While Kanazawa used this to explain various human behaviour patterns, I am going to attempt to explain the ‘Salman Khan effect’ using it.
Basically, this principle states that the human brain cannot differentiate between actual human beings and impressions of human beings that it sees either on television or in the films. Because in the Stone Age, when you saw a human being, it was just that – a human being. Therefore, your brain starts building empathy and relationships with characters that it sees either in the movies or on TV. It cannot distinguish between real and reel.
It is a controversial theory and apt to decode a man who is pretty chummy with controversy.
After all, he is the man who transports little lost girls to Pakistan, the man who rescues nurses stranded in Iraq, and the man who feeds biscuits to black bucks.
That they die then subsequently of gluten intolerance is hardly his fault. (The last didn’t happen in a film or in real life – but by now, we know, that is immaterial). Everything then gets glossed over – he is the misunderstood ‘good boy’. The man-child who errs but it is never intentional.
━━━━━━
COMPLETE THE FOLLOWING
**A.** In the passage on the "Salman Khan effect," rewrite the part from "That they die" to "is never intentional.", swapping "misunderstood" for "misjudged".
**B.** Answer these questions about the passage on the "Salman Khan effect":
(i) Who used the principle to explain various human behaviour patterns?
(ii) According to the principle, what can the human brain not differentiate between?
(iii) Where were the nurses he rescues stranded?
━━━━━━
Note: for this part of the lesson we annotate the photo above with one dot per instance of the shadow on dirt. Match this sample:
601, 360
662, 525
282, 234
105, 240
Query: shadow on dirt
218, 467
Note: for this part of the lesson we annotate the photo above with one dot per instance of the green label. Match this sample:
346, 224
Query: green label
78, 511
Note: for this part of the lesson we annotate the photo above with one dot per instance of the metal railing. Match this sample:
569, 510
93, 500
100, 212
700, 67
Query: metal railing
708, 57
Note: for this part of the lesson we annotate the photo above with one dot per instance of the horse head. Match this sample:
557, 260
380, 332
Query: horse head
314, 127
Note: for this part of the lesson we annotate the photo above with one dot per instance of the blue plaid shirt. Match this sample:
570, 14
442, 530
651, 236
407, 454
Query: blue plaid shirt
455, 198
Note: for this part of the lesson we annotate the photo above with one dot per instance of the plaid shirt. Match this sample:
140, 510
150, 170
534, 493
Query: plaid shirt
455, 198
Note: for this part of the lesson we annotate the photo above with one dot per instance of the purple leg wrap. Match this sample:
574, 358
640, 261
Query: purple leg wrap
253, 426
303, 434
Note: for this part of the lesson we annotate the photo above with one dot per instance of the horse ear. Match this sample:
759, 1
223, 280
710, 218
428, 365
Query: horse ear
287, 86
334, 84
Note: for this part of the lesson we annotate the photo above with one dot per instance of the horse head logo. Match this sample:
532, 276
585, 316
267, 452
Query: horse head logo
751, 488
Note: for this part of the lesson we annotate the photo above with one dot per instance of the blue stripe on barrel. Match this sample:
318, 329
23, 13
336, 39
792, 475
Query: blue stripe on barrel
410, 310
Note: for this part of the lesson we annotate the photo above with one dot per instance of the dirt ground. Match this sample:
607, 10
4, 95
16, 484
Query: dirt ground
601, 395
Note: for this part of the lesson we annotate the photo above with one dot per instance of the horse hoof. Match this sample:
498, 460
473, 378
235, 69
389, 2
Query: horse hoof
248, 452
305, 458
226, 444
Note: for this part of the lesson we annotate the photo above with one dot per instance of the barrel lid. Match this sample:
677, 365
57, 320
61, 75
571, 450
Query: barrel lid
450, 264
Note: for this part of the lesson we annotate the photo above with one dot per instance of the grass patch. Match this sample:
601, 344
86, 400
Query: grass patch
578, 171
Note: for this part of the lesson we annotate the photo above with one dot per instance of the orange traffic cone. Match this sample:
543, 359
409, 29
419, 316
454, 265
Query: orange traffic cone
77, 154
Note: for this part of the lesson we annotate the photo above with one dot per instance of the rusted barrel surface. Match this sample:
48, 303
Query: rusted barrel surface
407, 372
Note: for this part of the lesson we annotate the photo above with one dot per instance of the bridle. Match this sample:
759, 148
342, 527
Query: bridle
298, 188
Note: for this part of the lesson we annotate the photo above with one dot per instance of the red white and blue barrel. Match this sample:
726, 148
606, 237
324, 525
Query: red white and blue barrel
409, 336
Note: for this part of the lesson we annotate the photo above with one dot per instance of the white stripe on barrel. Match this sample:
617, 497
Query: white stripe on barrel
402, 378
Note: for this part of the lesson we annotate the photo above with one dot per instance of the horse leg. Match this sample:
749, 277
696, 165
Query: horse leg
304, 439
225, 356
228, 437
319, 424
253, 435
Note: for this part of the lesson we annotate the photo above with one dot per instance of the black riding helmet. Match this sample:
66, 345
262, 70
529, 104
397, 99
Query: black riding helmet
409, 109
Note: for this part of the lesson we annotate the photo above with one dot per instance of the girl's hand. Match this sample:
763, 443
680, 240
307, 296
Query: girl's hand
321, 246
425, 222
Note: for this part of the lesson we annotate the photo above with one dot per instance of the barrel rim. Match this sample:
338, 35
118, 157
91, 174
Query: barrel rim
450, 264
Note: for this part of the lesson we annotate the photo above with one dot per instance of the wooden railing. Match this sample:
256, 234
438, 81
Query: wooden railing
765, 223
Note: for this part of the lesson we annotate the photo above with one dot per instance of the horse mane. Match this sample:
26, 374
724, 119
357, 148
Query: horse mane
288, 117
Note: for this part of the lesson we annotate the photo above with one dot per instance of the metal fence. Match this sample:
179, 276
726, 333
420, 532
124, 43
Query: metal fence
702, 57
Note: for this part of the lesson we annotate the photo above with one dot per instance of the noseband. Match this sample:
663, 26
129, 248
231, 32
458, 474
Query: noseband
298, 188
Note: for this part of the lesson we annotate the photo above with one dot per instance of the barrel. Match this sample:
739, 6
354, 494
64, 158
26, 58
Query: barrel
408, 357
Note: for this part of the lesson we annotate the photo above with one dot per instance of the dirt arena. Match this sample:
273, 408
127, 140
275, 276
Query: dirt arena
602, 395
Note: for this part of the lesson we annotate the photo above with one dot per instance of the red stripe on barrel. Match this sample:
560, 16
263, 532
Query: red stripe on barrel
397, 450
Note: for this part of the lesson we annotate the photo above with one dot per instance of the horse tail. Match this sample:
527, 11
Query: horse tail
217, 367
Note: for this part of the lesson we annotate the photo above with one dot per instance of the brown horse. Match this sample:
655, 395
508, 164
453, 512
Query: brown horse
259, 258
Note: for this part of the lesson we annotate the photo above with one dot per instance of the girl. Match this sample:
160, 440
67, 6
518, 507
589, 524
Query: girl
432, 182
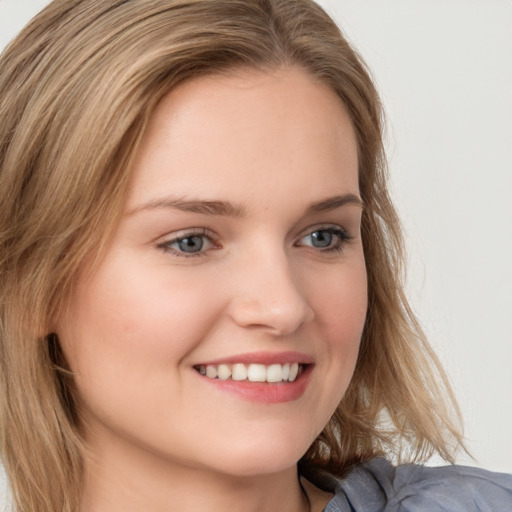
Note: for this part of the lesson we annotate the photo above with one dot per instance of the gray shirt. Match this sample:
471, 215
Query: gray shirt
378, 486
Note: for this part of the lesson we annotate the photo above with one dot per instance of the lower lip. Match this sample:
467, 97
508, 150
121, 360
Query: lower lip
270, 393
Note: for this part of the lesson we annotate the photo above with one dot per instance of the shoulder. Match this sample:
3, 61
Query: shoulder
378, 486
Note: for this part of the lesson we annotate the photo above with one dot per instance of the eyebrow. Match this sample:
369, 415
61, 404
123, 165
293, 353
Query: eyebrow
228, 209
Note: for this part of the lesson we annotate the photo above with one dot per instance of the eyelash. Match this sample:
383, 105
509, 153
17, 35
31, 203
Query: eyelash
340, 233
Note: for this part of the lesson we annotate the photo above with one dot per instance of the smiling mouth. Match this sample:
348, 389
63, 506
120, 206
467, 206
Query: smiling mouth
273, 373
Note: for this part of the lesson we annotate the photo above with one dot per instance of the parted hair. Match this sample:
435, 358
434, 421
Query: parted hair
77, 88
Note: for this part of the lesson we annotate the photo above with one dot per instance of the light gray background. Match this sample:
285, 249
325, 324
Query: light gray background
444, 70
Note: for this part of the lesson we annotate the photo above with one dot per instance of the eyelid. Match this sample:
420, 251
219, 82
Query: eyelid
338, 231
164, 243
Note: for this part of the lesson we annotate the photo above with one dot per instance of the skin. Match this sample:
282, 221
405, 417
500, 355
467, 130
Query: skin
161, 436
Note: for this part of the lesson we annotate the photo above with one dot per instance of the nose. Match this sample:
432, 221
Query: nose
268, 295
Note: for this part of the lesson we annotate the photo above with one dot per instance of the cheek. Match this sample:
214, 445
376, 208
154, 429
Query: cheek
341, 305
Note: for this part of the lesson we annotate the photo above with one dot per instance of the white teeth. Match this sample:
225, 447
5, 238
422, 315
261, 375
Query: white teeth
211, 371
287, 372
224, 372
256, 373
239, 372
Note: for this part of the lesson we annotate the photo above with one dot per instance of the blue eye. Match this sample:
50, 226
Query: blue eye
326, 239
189, 244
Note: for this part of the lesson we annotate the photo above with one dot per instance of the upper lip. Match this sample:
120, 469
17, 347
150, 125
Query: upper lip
265, 358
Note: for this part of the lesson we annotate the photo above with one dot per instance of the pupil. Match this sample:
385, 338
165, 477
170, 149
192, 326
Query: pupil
━━━━━━
RESULTS FOR THE EXERCISE
**A.**
That they die then subsequently of gluten intolerance is hardly his fault. (The last didn’t happen in a film or in real life – but by now, we know, that is immaterial). Everything then gets glossed over – he is the misjudged ‘good boy’. The man-child who errs but it is never intentional.

**B.**
(i) Kanazawa.
(ii) Actual human beings and impressions of human beings that it sees on television or in films.
(iii) Iraq.